#### [Fragmento de página]

┌──

El sueño de la paz puede convertirse en una pesadilla
El acuerdo final suscrito por el Gobierno y las Farc será sometido a consideración de los colombianos en un plebiscito que tendrá lugar el próximo 2 de octubre. Abarca 297 páginas que muy pocos han tenido la paciencia de leer. Son densas, abordan temas muy complejos y a veces resultan nada claras para el ciudadano común. No obstante, sin tener un real conocimiento del acuerdo, el elector se encontrará a la hora de votar con una pregunta para la cual solo existen dos opciones: un sí o un no. Redactada con su conocida astucia de hábil jugador de póquer por el presidente Santos, la pregunta dice así: «¿Apoya usted el acuerdo final para la terminación del conflicto y la construcción de una paz estable y duradera?». A cualquier observador extranjero el voto por el no debe de resultarle exótico, incomprensible, como si su depositario fuese amigo de la guerra.
Por cierto, este es el camino que sigue la estruendosa propaganda oficial. Su lema «Sí a la paz, no a la guerra» invade no solo todos los medios de comunicación, sino también ventanas y edificios con carteles con la seráfica imagen de una paloma. En la televisión y la radio se pregunta a los colombianos si desean el fin del secuestro, de la extorsión, de los atentados, del reclutamiento de menores y de otras tantas acciones que desde hace más de cincuenta años vienen asolando el país.

└──

#### [Solicitud dada]
Según el fragmento de página, ¿cuántas páginas abarca el acuerdo final suscrito por el Gobierno y las Farc?

#### [Contenido del conjunto]

┌──

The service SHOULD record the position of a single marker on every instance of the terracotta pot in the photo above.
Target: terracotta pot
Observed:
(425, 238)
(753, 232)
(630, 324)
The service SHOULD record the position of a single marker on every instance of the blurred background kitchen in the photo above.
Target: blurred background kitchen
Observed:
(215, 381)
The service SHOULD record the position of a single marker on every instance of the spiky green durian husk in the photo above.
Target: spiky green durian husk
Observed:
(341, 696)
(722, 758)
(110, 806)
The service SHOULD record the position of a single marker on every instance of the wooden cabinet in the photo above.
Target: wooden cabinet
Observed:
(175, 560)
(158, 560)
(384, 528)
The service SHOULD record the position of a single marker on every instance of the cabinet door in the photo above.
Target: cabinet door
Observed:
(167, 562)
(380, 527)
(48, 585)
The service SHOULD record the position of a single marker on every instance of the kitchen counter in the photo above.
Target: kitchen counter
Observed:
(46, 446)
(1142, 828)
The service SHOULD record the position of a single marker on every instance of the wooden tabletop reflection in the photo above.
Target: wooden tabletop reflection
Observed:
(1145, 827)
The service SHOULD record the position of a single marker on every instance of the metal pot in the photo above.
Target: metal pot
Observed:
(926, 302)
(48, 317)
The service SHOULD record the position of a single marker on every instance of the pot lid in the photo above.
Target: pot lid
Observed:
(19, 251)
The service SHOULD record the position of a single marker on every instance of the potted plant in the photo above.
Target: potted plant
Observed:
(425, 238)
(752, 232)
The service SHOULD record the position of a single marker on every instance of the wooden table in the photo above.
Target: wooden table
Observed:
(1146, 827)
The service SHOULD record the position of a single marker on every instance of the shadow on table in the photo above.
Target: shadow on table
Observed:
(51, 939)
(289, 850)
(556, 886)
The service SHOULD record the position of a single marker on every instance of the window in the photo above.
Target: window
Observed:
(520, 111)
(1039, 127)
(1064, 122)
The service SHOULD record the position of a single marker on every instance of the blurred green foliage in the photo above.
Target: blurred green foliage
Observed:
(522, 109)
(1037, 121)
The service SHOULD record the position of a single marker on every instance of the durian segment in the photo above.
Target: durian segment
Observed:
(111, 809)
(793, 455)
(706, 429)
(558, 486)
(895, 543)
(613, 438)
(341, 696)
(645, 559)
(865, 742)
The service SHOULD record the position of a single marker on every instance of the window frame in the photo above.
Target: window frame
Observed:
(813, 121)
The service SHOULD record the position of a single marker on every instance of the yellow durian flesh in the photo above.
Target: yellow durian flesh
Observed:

└──
┌──

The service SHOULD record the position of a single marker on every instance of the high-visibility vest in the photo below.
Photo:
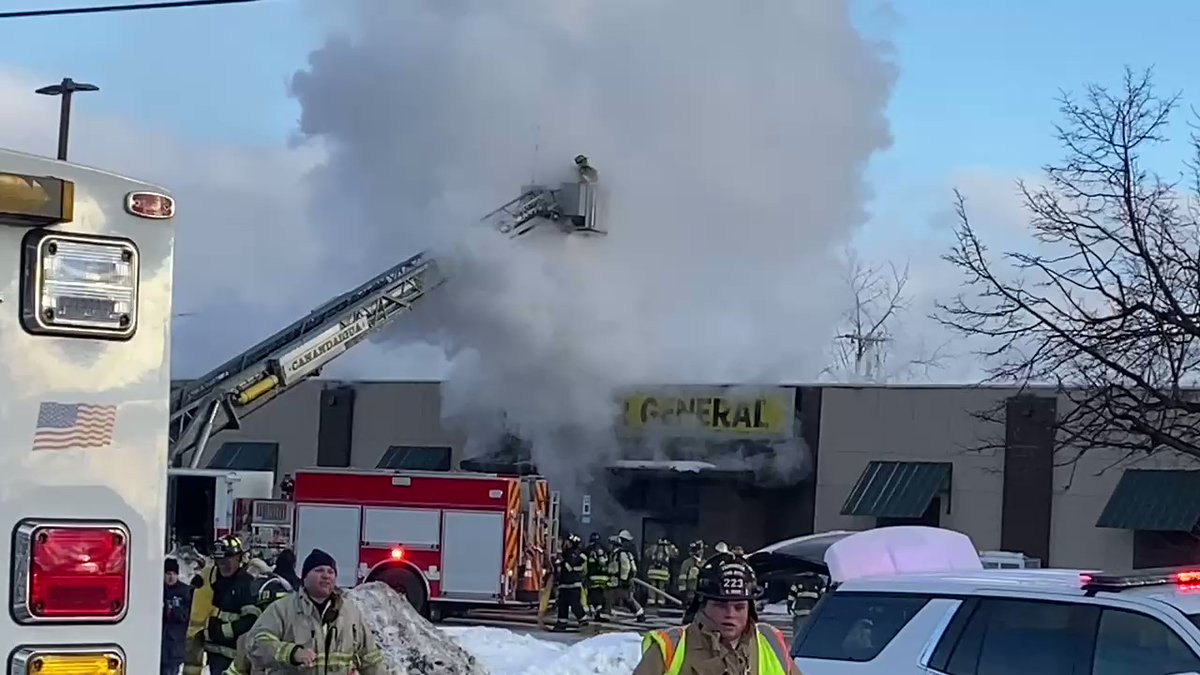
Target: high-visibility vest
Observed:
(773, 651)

└──

#### [Respuesta completa]
Abarca 297 páginas.